> _EXERCISE GOAL_:
The answer must consist of every line from the data that holds "statue".

((

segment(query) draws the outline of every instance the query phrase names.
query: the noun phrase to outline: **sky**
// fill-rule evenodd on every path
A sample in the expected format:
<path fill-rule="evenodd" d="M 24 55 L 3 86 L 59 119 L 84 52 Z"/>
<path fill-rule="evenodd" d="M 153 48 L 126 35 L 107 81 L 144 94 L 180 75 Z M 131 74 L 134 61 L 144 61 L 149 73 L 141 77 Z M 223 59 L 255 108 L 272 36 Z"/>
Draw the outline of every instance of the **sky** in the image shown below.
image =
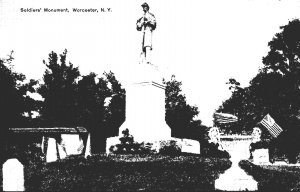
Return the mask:
<path fill-rule="evenodd" d="M 145 0 L 0 0 L 0 58 L 14 51 L 13 65 L 27 78 L 42 79 L 51 51 L 83 75 L 112 71 L 126 85 L 141 52 L 136 21 Z M 300 18 L 299 0 L 148 0 L 157 20 L 152 62 L 163 77 L 182 82 L 197 117 L 212 126 L 213 112 L 230 97 L 229 78 L 242 86 L 262 67 L 268 42 L 280 26 Z M 21 12 L 21 8 L 68 13 Z M 74 13 L 94 8 L 98 13 Z M 101 8 L 110 12 L 101 12 Z"/>

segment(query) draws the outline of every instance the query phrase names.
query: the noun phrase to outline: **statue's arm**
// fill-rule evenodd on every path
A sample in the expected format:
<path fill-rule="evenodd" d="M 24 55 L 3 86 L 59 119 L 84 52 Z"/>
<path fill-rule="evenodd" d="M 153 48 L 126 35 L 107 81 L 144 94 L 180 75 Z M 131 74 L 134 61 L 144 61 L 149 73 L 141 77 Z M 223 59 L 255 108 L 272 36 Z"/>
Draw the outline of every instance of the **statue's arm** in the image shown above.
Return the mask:
<path fill-rule="evenodd" d="M 141 31 L 143 28 L 144 22 L 143 22 L 143 17 L 139 18 L 136 22 L 136 29 L 138 31 Z"/>
<path fill-rule="evenodd" d="M 155 19 L 153 14 L 150 14 L 148 25 L 151 26 L 152 30 L 155 30 L 155 28 L 156 28 L 156 19 Z"/>

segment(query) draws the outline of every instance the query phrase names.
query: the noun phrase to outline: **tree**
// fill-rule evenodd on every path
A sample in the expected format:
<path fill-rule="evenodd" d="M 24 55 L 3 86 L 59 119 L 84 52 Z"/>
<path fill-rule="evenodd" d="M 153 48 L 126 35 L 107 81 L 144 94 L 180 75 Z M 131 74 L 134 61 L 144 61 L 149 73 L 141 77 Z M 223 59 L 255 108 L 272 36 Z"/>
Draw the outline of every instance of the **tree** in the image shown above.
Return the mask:
<path fill-rule="evenodd" d="M 14 71 L 12 54 L 7 59 L 0 59 L 1 154 L 8 139 L 8 128 L 31 126 L 32 112 L 37 110 L 37 103 L 27 95 L 28 92 L 35 92 L 37 82 L 26 82 L 23 74 Z"/>
<path fill-rule="evenodd" d="M 268 43 L 270 51 L 263 58 L 265 69 L 285 75 L 299 75 L 300 57 L 300 20 L 289 21 L 280 27 L 281 32 L 276 33 Z M 299 79 L 298 79 L 299 81 Z"/>
<path fill-rule="evenodd" d="M 282 123 L 282 114 L 286 114 L 286 104 L 288 98 L 284 91 L 288 88 L 288 82 L 283 81 L 282 76 L 276 73 L 266 73 L 261 71 L 250 81 L 250 86 L 241 88 L 230 85 L 232 95 L 224 101 L 217 112 L 225 112 L 236 115 L 239 118 L 237 123 L 216 124 L 225 132 L 241 133 L 252 132 L 252 128 L 266 114 L 271 114 L 277 122 Z"/>
<path fill-rule="evenodd" d="M 78 82 L 76 97 L 76 125 L 84 126 L 91 133 L 92 152 L 99 152 L 103 145 L 105 98 L 109 95 L 107 82 L 90 73 Z M 105 145 L 105 144 L 104 144 Z"/>
<path fill-rule="evenodd" d="M 172 129 L 172 136 L 199 140 L 205 128 L 201 120 L 196 120 L 198 108 L 187 104 L 182 83 L 174 75 L 170 81 L 163 82 L 166 85 L 166 122 Z"/>
<path fill-rule="evenodd" d="M 294 161 L 295 151 L 299 152 L 295 146 L 300 144 L 296 142 L 300 138 L 300 21 L 295 19 L 280 29 L 269 42 L 270 51 L 262 60 L 264 66 L 250 85 L 241 88 L 229 82 L 230 88 L 236 88 L 217 111 L 237 115 L 239 131 L 250 131 L 269 113 L 284 129 L 278 141 Z"/>
<path fill-rule="evenodd" d="M 300 109 L 300 21 L 290 21 L 281 27 L 269 42 L 270 51 L 263 58 L 264 67 L 250 81 L 249 87 L 236 86 L 236 81 L 229 82 L 233 89 L 230 99 L 225 101 L 218 111 L 228 111 L 243 118 L 254 114 L 243 123 L 258 120 L 266 113 L 271 113 L 278 121 L 289 121 Z M 245 113 L 241 115 L 241 113 Z M 253 123 L 250 123 L 253 125 Z"/>
<path fill-rule="evenodd" d="M 13 53 L 13 52 L 12 52 Z M 32 112 L 37 109 L 27 92 L 35 92 L 36 81 L 26 82 L 25 75 L 14 72 L 12 53 L 8 59 L 0 59 L 0 102 L 1 125 L 19 127 L 29 125 Z"/>
<path fill-rule="evenodd" d="M 125 89 L 116 79 L 114 73 L 104 73 L 108 83 L 110 84 L 111 91 L 109 104 L 106 113 L 106 136 L 111 137 L 118 134 L 119 127 L 125 121 Z"/>
<path fill-rule="evenodd" d="M 43 126 L 84 126 L 91 134 L 92 151 L 105 150 L 106 138 L 125 119 L 125 91 L 112 72 L 80 75 L 66 62 L 67 50 L 49 54 L 38 92 L 44 98 L 40 115 Z"/>
<path fill-rule="evenodd" d="M 233 114 L 239 117 L 239 121 L 237 123 L 229 124 L 219 124 L 214 121 L 214 124 L 215 126 L 223 129 L 225 133 L 241 132 L 242 130 L 245 130 L 245 127 L 242 126 L 245 121 L 243 117 L 249 118 L 250 115 L 250 113 L 247 114 L 247 116 L 243 115 L 248 112 L 245 110 L 245 108 L 248 107 L 246 103 L 249 103 L 250 99 L 249 91 L 246 88 L 240 87 L 240 83 L 235 79 L 229 79 L 229 82 L 226 84 L 229 84 L 229 90 L 232 91 L 232 95 L 228 100 L 223 102 L 222 106 L 219 107 L 217 112 Z"/>
<path fill-rule="evenodd" d="M 38 93 L 44 98 L 40 115 L 43 126 L 75 126 L 77 120 L 77 80 L 80 73 L 73 64 L 66 63 L 67 50 L 58 58 L 49 54 L 47 69 L 43 76 L 44 83 Z"/>
<path fill-rule="evenodd" d="M 125 119 L 125 91 L 112 72 L 94 73 L 78 82 L 78 125 L 92 133 L 92 150 L 105 151 L 106 138 L 118 132 Z M 97 79 L 97 81 L 96 81 Z"/>
<path fill-rule="evenodd" d="M 280 28 L 282 31 L 268 44 L 270 51 L 263 58 L 264 70 L 281 74 L 289 83 L 286 90 L 289 109 L 297 113 L 300 109 L 300 20 L 295 19 Z"/>

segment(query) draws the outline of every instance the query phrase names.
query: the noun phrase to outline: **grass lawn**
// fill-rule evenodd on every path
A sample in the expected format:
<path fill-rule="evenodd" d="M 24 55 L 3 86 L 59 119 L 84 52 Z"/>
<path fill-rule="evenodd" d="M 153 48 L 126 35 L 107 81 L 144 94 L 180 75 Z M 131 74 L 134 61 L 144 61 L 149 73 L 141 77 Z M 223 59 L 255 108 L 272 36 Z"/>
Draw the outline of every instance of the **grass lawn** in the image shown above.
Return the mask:
<path fill-rule="evenodd" d="M 25 166 L 25 187 L 26 191 L 214 191 L 215 179 L 230 165 L 227 159 L 194 155 L 71 157 Z M 300 167 L 257 166 L 249 161 L 240 166 L 258 182 L 259 191 L 300 191 Z"/>
<path fill-rule="evenodd" d="M 25 167 L 27 191 L 214 191 L 228 159 L 94 155 Z"/>
<path fill-rule="evenodd" d="M 240 166 L 258 182 L 259 191 L 300 191 L 300 167 L 257 166 L 249 161 Z"/>

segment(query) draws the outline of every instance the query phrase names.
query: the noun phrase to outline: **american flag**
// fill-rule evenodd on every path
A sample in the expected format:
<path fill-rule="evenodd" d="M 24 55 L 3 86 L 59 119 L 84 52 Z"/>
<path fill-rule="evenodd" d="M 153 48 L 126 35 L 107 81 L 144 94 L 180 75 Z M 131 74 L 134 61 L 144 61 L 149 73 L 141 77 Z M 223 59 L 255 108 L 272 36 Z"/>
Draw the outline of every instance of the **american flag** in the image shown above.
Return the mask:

))

> _RESULT_:
query: the noun phrase to outline: **statue's arm**
Draw the outline of every instance of the **statue's arm** in the image shown above.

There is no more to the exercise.